[Collection entries]
###

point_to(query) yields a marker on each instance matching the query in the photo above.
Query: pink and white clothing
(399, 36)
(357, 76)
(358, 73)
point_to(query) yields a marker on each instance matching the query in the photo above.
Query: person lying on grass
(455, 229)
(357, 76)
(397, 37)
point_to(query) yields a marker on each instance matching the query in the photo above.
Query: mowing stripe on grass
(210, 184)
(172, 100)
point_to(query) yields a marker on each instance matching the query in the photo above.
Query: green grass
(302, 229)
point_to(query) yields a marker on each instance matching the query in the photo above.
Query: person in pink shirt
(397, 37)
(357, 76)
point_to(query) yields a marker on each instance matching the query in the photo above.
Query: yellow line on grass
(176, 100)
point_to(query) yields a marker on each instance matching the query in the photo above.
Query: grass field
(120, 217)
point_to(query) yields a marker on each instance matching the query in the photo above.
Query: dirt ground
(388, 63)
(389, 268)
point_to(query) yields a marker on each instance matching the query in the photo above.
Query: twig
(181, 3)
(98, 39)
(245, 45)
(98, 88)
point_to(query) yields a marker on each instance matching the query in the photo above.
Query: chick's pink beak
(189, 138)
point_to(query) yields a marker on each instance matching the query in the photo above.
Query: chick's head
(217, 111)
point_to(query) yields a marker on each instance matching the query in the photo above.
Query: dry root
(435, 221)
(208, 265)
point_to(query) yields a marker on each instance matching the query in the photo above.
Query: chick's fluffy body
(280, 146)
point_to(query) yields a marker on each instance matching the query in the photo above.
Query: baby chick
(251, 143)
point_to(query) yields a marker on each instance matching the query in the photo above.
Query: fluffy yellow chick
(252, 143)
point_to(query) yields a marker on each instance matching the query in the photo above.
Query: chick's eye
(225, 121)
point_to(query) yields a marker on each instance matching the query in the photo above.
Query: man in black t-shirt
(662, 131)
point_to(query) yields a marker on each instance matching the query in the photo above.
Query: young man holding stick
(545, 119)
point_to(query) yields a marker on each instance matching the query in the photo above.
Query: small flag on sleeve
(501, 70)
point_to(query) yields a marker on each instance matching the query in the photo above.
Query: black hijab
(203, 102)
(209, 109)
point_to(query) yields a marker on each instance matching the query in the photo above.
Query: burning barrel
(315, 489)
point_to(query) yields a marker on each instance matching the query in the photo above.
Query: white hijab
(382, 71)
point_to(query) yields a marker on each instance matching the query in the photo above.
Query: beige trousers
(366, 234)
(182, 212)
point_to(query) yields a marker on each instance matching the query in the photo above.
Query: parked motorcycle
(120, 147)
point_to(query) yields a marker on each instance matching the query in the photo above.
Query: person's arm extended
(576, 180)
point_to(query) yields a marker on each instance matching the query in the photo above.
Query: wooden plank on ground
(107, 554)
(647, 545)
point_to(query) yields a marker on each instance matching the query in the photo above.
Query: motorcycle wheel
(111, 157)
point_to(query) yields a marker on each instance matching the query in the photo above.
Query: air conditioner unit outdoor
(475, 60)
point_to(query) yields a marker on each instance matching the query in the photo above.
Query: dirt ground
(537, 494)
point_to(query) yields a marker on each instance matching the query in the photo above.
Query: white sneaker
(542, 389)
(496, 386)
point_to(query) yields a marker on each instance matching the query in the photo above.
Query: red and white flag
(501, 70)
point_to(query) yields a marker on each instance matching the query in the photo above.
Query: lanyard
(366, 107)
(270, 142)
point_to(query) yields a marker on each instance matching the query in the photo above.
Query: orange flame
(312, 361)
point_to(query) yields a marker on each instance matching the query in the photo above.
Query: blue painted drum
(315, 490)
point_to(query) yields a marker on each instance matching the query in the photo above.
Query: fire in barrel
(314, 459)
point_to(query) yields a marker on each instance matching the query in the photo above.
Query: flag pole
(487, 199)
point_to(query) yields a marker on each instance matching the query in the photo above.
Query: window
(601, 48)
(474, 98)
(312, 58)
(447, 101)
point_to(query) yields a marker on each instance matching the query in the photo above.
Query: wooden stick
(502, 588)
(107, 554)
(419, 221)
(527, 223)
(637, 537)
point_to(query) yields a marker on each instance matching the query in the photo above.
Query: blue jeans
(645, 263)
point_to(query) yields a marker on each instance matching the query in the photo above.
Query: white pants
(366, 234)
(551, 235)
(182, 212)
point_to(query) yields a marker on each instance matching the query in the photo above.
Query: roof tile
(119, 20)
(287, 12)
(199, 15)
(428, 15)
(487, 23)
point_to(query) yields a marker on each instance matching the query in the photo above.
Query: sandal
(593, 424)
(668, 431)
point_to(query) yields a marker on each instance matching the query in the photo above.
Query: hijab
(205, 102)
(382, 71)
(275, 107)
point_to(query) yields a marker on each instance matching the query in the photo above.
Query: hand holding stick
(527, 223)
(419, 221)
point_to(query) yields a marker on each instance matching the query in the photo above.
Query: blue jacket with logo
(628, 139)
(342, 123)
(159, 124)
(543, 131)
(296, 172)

###

## Task requirements
Output each entry once again, exactly as shown above.

## Task output
point_to(query) yields a marker on each instance matching the query in the photo above.
Query: pink and white clothing
(399, 36)
(357, 76)
(358, 73)
point_to(query) yields a marker on each instance matching the query in the photo above.
Query: person lying on grass
(455, 229)
(357, 76)
(397, 37)
point_to(query) yields a marker on each instance matching the query in the photo above.
Query: mowing stripe on grass
(210, 184)
(172, 100)
point_to(query) yields a marker on each instance matching the query in the photo above.
Query: green grass
(302, 229)
point_to(query) yields a marker on each instance matching the query in the photo above.
Query: person in pink shirt
(397, 37)
(357, 76)
point_to(query) yields a marker on each instance matching the query in the photo above.
Query: yellow line on grass
(176, 100)
point_to(query) yields a marker on each instance matching the query in the photo above.
Query: grass field
(120, 217)
point_to(query) yields a marker on each instance matching the query in the photo above.
Query: dirt ground
(388, 63)
(389, 268)
point_to(query) yields a marker on each instance matching the query in the photo above.
Query: twig
(181, 3)
(98, 39)
(245, 45)
(98, 88)
point_to(query) yields a marker on each instance matching the query in the photo above.
Query: chick's pink beak
(189, 138)
point_to(query) yields a marker on each instance matching the query in the photo above.
Query: chick's head
(217, 111)
point_to(query) yields a marker on each instance matching the query in the photo above.
Query: dry root
(435, 221)
(208, 265)
point_to(query) yields a marker on each instance matching the query in the photo above.
Query: chick's fluffy body
(280, 146)
point_to(query) yields a marker on each instance matching the query in the photo above.
Query: baby chick
(251, 143)
point_to(query) yields a marker on each instance matching the query in the photo above.
Query: fluffy yellow chick
(252, 143)
point_to(query) yields a marker on each instance matching the query in the photo above.
Query: chick's eye
(225, 121)
point_to(query) yields a marker on each instance matching the query in the photo above.
Query: man in black t-shirt
(662, 131)
point_to(query) yields a marker on each instance matching the query in the photo above.
Query: young man holding stick
(545, 119)
point_to(query) yields a marker on each instance matching the query in the photo above.
Query: small flag on sleeve
(501, 70)
point_to(query) yields a marker on each instance matching the query in the photo above.
Query: black hijab
(203, 102)
(209, 109)
point_to(query) yields a marker on each instance matching the query in the photo above.
Query: burning barrel
(315, 489)
point_to(query) yields a marker on each instance matching the query in the photo above.
Query: white hijab
(382, 71)
point_to(query) yields a marker on each instance matching the query in the photo above.
Query: beige trousers
(366, 234)
(182, 212)
point_to(query) yields a marker on each instance matching the query in the photo above.
Query: parked motorcycle
(120, 147)
point_to(query) yields a marker on each instance matching the query in the photo above.
Query: person's arm extended
(576, 180)
point_to(query) yields a marker on each instance matching the query in the photo above.
Query: wooden plank on ground
(107, 554)
(647, 545)
point_to(query) yields a marker on each instance matching the query in the photo above.
Query: motorcycle wheel
(111, 157)
point_to(query) yields a marker on each instance matching the query in the photo above.
Query: air conditioner unit outdoor
(475, 60)
point_to(query) yields a marker on each instance matching the query in the photo above.
Query: dirt ground
(537, 494)
point_to(query) yields a marker on each instance matching the query in the photo above.
Query: white sneaker
(542, 389)
(496, 386)
point_to(query) yields a marker on each instance matching the query in the photo above.
Query: red and white flag
(501, 70)
point_to(query) yields a marker on each instance matching the query in the photo above.
Query: lanyard
(366, 107)
(270, 142)
point_to(query) yields a marker on each instance matching the query in the photo above.
Query: orange flame
(312, 361)
point_to(query) yields a marker on each instance matching the query in the photo above.
Query: blue painted drum
(315, 490)
point_to(query) yields a marker on each instance matching the query in the photo above.
Query: fire in barrel
(314, 459)
point_to(query) yields a marker on each instance matching the query in the photo above.
Query: flag pole
(487, 199)
point_to(query) yields a marker on each instance matching the query in the photo above.
Query: window
(601, 48)
(474, 98)
(312, 58)
(447, 101)
point_to(query) yields a marker on each instance matching the query in the photo above.
Query: wooden stick
(502, 588)
(107, 554)
(419, 221)
(527, 223)
(637, 537)
point_to(query) yields a marker on each instance matching the query in the photo above.
Query: blue jeans
(645, 263)
point_to(query) yields a marker on each instance matching the query in the photo above.
Query: white pants
(366, 234)
(551, 235)
(182, 212)
point_to(query) yields a marker on each instance matching the query in the photo above.
Query: roof tile
(119, 20)
(287, 12)
(199, 15)
(428, 15)
(487, 23)
point_to(query) yields a marker on each instance matching the query in the photo above.
Query: sandal
(593, 424)
(668, 431)
point_to(query) yields a marker on each instance matching the query in the photo above.
Query: hijab
(205, 102)
(382, 71)
(275, 107)
point_to(query) yields a marker on each instance matching the query in the photo above.
Query: hand holding stick
(527, 223)
(419, 221)
point_to(query) yields a marker on each instance matching the query in the photo above.
Query: blue jacket with logo
(628, 139)
(342, 123)
(159, 124)
(543, 131)
(296, 172)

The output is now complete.